Problem: Copy out every line of the data that has the word "straw" somewhere in it.

[Region pointing data]
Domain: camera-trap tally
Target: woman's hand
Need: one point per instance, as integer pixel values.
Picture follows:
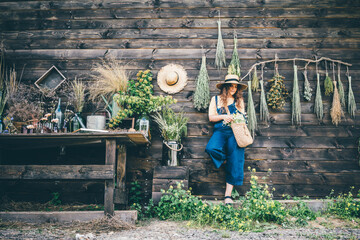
(228, 118)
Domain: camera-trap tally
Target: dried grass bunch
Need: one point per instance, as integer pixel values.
(110, 78)
(24, 103)
(77, 95)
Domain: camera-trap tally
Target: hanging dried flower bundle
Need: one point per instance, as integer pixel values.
(336, 112)
(234, 66)
(351, 100)
(341, 89)
(252, 122)
(220, 60)
(202, 91)
(318, 108)
(264, 111)
(277, 94)
(307, 88)
(328, 84)
(296, 107)
(255, 81)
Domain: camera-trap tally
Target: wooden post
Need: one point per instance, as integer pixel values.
(110, 184)
(120, 191)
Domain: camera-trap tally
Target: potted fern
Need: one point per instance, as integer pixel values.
(173, 128)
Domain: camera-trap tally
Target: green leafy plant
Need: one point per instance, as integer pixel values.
(138, 99)
(135, 194)
(344, 205)
(173, 126)
(258, 209)
(55, 199)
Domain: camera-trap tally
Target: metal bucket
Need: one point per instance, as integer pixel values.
(95, 122)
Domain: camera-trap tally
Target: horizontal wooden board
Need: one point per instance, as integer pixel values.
(167, 172)
(283, 23)
(286, 178)
(183, 33)
(339, 43)
(164, 184)
(313, 191)
(56, 172)
(288, 142)
(52, 5)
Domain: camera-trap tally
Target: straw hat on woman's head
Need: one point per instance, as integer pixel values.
(172, 78)
(231, 78)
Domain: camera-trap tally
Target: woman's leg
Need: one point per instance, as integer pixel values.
(228, 192)
(215, 148)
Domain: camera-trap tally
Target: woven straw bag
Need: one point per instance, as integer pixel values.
(241, 132)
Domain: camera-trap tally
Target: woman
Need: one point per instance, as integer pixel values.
(222, 146)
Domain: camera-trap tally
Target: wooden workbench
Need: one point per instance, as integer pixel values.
(115, 160)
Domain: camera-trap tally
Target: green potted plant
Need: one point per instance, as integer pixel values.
(138, 100)
(173, 128)
(110, 79)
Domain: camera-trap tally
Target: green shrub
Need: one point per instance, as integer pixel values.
(258, 207)
(344, 205)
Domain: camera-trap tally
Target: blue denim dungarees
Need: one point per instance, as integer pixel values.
(222, 146)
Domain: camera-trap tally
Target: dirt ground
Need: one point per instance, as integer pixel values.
(321, 228)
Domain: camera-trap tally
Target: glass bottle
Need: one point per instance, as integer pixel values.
(59, 115)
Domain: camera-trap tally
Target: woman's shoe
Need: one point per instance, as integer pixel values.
(228, 200)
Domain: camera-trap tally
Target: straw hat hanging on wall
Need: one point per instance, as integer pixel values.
(172, 78)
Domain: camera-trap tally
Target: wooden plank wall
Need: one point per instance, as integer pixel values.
(310, 159)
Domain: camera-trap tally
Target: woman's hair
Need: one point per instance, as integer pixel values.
(224, 94)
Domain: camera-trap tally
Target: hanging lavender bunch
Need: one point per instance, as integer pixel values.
(336, 111)
(202, 91)
(234, 66)
(264, 111)
(341, 89)
(328, 84)
(351, 100)
(252, 122)
(220, 60)
(296, 107)
(255, 81)
(307, 88)
(319, 108)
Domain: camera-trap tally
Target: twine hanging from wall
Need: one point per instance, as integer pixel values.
(252, 122)
(202, 91)
(296, 107)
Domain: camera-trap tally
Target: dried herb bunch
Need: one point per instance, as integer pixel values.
(77, 95)
(202, 91)
(24, 103)
(3, 93)
(109, 79)
(173, 126)
(277, 94)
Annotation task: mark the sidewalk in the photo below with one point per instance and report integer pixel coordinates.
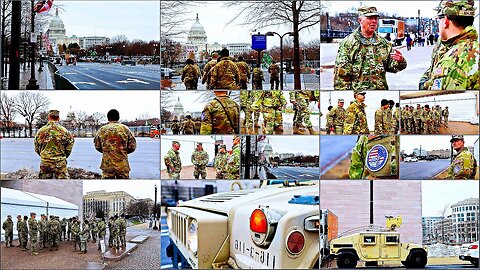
(44, 78)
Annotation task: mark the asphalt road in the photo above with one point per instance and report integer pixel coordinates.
(90, 76)
(144, 162)
(422, 169)
(288, 172)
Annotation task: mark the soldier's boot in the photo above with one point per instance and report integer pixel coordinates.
(312, 131)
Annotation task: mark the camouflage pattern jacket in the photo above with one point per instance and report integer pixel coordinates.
(362, 63)
(115, 141)
(455, 63)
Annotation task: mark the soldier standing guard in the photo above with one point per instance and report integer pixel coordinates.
(115, 141)
(200, 160)
(173, 162)
(364, 57)
(53, 143)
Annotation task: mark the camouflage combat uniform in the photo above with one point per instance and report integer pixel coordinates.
(463, 165)
(220, 165)
(272, 104)
(173, 164)
(53, 143)
(244, 74)
(115, 141)
(190, 75)
(233, 164)
(355, 119)
(225, 75)
(200, 160)
(33, 232)
(220, 116)
(257, 79)
(362, 63)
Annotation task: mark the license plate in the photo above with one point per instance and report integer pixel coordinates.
(255, 253)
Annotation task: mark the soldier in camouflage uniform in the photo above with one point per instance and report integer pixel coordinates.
(225, 74)
(221, 162)
(188, 126)
(233, 161)
(375, 157)
(53, 143)
(464, 165)
(356, 119)
(382, 126)
(257, 78)
(173, 162)
(336, 118)
(115, 141)
(33, 231)
(244, 73)
(300, 101)
(456, 55)
(445, 114)
(84, 237)
(221, 115)
(7, 226)
(247, 99)
(207, 70)
(190, 75)
(200, 160)
(364, 57)
(274, 71)
(272, 104)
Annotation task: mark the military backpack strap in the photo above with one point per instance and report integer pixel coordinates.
(228, 116)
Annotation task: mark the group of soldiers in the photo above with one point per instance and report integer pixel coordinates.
(364, 57)
(227, 164)
(271, 104)
(54, 144)
(423, 119)
(228, 73)
(49, 231)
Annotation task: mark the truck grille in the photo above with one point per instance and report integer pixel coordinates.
(179, 226)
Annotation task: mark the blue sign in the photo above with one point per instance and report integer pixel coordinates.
(259, 42)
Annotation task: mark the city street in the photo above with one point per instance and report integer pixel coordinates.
(290, 172)
(89, 76)
(18, 153)
(418, 60)
(309, 82)
(422, 169)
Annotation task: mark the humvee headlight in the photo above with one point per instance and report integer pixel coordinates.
(263, 222)
(192, 236)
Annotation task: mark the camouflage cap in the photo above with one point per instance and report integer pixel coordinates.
(456, 137)
(456, 8)
(367, 11)
(54, 113)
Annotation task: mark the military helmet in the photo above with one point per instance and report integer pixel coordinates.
(460, 8)
(456, 137)
(367, 11)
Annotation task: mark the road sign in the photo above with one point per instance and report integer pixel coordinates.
(259, 42)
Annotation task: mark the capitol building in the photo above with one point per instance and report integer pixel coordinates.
(197, 44)
(57, 35)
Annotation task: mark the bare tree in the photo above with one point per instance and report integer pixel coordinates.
(7, 112)
(29, 104)
(262, 14)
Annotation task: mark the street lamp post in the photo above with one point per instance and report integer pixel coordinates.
(155, 210)
(32, 83)
(281, 52)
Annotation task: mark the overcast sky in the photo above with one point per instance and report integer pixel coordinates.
(213, 16)
(401, 8)
(437, 194)
(134, 19)
(140, 189)
(431, 142)
(130, 104)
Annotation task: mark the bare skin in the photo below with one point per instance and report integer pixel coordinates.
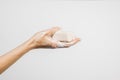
(42, 39)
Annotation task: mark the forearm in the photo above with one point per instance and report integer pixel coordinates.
(11, 57)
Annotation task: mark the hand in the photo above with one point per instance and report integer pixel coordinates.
(43, 39)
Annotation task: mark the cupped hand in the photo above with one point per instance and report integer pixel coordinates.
(43, 39)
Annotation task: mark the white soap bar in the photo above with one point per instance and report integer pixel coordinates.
(63, 36)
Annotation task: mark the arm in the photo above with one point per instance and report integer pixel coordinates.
(40, 39)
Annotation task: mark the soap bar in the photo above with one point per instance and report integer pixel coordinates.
(63, 36)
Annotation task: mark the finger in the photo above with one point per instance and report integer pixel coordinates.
(63, 45)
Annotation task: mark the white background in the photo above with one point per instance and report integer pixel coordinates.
(96, 57)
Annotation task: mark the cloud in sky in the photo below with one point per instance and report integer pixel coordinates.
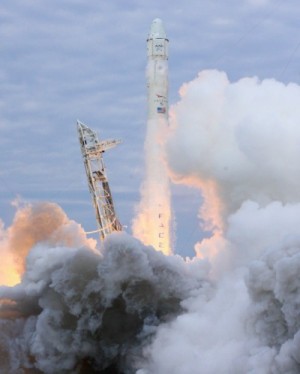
(64, 60)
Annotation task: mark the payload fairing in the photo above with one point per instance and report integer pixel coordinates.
(156, 188)
(157, 71)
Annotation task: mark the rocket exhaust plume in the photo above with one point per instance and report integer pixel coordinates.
(130, 309)
(152, 225)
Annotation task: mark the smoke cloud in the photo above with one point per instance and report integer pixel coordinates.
(78, 310)
(127, 308)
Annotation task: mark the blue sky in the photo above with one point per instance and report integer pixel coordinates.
(66, 60)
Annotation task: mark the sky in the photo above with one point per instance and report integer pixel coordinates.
(67, 60)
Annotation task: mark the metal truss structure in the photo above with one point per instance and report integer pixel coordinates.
(92, 152)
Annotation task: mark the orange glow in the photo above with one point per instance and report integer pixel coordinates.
(9, 275)
(152, 225)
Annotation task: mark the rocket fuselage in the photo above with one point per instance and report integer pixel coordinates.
(157, 184)
(157, 71)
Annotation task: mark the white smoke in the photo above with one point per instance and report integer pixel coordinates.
(130, 309)
(78, 310)
(239, 143)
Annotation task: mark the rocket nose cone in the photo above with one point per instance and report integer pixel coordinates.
(157, 30)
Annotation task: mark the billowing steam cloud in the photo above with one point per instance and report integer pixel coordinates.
(235, 308)
(239, 142)
(82, 311)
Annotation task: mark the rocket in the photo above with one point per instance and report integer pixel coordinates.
(152, 225)
(157, 70)
(158, 198)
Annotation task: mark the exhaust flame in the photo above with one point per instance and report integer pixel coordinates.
(152, 224)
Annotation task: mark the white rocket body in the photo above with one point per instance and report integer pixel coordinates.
(156, 188)
(157, 71)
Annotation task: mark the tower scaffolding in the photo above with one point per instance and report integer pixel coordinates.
(92, 152)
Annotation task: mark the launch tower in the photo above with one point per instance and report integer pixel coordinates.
(92, 152)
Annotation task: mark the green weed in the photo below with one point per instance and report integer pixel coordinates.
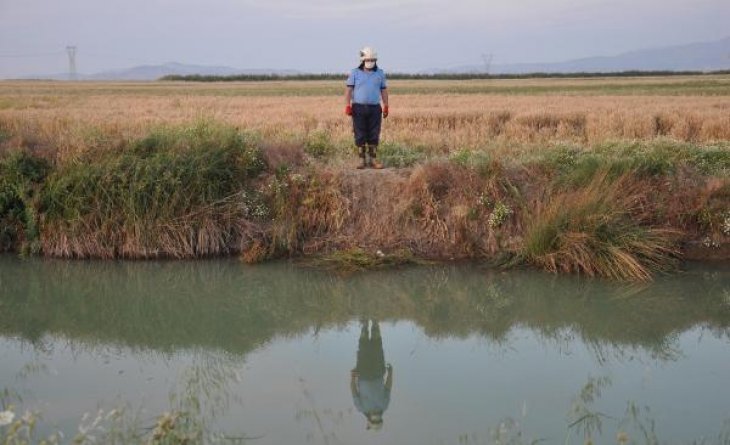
(399, 156)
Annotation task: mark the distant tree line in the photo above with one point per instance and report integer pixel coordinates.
(440, 76)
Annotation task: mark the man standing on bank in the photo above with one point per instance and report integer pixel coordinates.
(366, 87)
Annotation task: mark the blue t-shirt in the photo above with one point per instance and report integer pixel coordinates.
(372, 396)
(367, 85)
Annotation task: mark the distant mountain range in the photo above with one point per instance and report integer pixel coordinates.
(704, 56)
(153, 72)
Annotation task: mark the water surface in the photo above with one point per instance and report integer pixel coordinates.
(267, 352)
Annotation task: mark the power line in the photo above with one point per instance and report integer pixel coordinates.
(18, 56)
(71, 50)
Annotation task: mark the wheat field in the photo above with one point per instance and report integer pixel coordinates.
(438, 115)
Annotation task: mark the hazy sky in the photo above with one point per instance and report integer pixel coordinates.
(324, 35)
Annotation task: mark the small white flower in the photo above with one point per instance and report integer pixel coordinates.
(6, 417)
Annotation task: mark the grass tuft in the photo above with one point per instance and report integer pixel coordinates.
(597, 230)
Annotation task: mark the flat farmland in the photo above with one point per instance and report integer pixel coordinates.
(442, 114)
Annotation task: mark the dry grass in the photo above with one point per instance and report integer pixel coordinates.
(71, 117)
(603, 229)
(476, 166)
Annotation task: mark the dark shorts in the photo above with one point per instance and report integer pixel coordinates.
(366, 120)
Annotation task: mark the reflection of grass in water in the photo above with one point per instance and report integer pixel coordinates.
(227, 306)
(202, 395)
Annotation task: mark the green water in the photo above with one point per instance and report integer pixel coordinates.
(266, 352)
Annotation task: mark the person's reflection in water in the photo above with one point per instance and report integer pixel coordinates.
(372, 379)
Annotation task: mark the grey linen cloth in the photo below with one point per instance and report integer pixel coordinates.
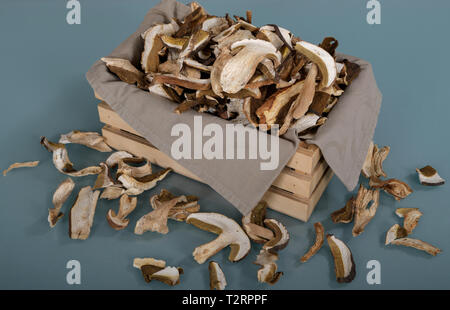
(240, 181)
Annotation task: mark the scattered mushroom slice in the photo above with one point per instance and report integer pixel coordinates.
(395, 232)
(59, 197)
(417, 244)
(153, 44)
(230, 233)
(320, 238)
(112, 192)
(115, 157)
(136, 186)
(241, 67)
(90, 139)
(325, 62)
(429, 176)
(344, 266)
(394, 187)
(268, 271)
(363, 213)
(28, 164)
(62, 162)
(217, 278)
(344, 215)
(281, 238)
(126, 206)
(126, 71)
(82, 213)
(157, 219)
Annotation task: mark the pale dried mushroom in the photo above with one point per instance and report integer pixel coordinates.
(217, 278)
(320, 238)
(344, 266)
(230, 234)
(429, 176)
(28, 164)
(363, 213)
(82, 213)
(126, 206)
(59, 197)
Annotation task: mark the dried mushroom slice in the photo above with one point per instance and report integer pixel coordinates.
(344, 266)
(395, 232)
(318, 243)
(344, 215)
(92, 140)
(281, 238)
(28, 164)
(62, 162)
(82, 213)
(429, 176)
(241, 67)
(363, 213)
(324, 61)
(126, 206)
(417, 244)
(394, 187)
(125, 70)
(217, 280)
(230, 234)
(136, 186)
(59, 197)
(153, 45)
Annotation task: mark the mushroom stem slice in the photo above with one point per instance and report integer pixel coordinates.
(417, 244)
(344, 266)
(429, 176)
(320, 238)
(59, 197)
(28, 164)
(217, 278)
(82, 213)
(126, 206)
(230, 234)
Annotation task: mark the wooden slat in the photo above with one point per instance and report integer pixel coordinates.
(304, 160)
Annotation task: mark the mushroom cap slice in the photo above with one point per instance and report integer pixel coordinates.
(429, 176)
(217, 278)
(344, 266)
(325, 62)
(59, 197)
(241, 67)
(230, 233)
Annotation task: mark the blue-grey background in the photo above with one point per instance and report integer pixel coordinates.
(43, 91)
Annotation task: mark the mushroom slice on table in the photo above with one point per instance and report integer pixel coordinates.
(136, 186)
(320, 238)
(126, 206)
(59, 197)
(62, 162)
(281, 236)
(230, 234)
(217, 278)
(28, 164)
(82, 213)
(417, 244)
(394, 187)
(92, 140)
(125, 70)
(429, 176)
(363, 213)
(344, 266)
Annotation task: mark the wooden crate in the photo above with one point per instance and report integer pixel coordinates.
(295, 192)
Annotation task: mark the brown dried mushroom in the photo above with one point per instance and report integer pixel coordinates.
(230, 234)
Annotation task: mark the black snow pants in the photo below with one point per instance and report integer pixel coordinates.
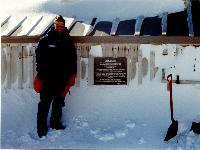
(49, 95)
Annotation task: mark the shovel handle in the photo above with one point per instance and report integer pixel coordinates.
(169, 76)
(171, 99)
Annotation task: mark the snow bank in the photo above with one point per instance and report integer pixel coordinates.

Exercise result:
Target: straw hat on woman's head
Target: woven straw bag
Target: straw hat hanging on wall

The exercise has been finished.